Problem
Look below for the line containing "For every instance of the white football". Reproduce it and every line after it exactly, and nothing more.
==== Exercise input ====
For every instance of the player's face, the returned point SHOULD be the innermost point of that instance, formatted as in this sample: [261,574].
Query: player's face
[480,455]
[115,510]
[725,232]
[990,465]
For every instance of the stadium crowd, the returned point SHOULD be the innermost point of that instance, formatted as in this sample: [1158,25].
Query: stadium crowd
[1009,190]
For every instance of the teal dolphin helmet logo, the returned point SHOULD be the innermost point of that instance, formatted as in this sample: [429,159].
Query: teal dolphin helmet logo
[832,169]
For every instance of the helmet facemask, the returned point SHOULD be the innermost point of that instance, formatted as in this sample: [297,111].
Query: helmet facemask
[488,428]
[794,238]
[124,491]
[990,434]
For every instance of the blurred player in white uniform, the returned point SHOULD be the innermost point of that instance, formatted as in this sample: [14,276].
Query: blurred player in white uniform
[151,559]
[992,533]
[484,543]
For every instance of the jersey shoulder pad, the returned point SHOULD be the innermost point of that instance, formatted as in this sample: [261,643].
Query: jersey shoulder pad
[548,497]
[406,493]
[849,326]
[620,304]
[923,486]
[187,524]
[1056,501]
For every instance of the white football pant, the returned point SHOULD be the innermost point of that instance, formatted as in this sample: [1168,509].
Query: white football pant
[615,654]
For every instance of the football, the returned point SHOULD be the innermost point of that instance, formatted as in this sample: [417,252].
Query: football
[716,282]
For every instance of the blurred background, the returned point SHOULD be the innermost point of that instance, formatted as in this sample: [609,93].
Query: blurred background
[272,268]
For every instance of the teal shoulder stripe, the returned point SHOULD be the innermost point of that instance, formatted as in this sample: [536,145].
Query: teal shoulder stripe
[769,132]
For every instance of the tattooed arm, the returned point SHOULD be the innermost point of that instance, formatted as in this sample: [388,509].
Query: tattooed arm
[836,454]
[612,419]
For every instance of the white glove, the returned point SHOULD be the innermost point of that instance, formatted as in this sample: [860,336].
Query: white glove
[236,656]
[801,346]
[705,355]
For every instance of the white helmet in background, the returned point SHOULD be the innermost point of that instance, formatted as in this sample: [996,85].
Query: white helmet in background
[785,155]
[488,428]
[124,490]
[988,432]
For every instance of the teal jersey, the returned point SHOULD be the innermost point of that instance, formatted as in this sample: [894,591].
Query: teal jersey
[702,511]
====
Response
For every instance of the white football pant, the returned point SHOULD be the innermost point of that instance, formatted as in this sample: [1168,509].
Query: white football pant
[615,654]
For every instance of the football, the returned point SHOULD be the innermost point of that instance, formatted as in this sample: [417,252].
Query: football
[716,282]
For every instance of the blurred background, the returned point SHOULD be the innermost point of that instance, formatted as in this sample: [609,93].
Query: blurred background
[272,268]
For every instance of the teal shoulder stripe, the returned point SHOULD be the innermost point of that instance, formatted as in this sample: [536,145].
Query: teal shoulder stripe
[769,132]
For every instance of the tattooed arm, the returned point SHOULD be the innermost point of that instance, formatted as in this sample: [388,509].
Query: tattooed arm
[836,454]
[612,419]
For every instance of the white glove, the returned point SHOULD be the innermost point of that instance, formatted as in this sample: [860,336].
Query: white glove
[236,656]
[801,346]
[705,355]
For every instance of the white helmet in background, the returned point SHOULD be the innermost point of that instance, formatted as in this sample: [996,85].
Query: white helmet in background
[785,155]
[488,428]
[124,490]
[988,432]
For every instance of the teal jersey, the returned point SHOULD be the innermost point of that instance, formatted as in this sample: [894,591].
Query: teal jersey
[702,511]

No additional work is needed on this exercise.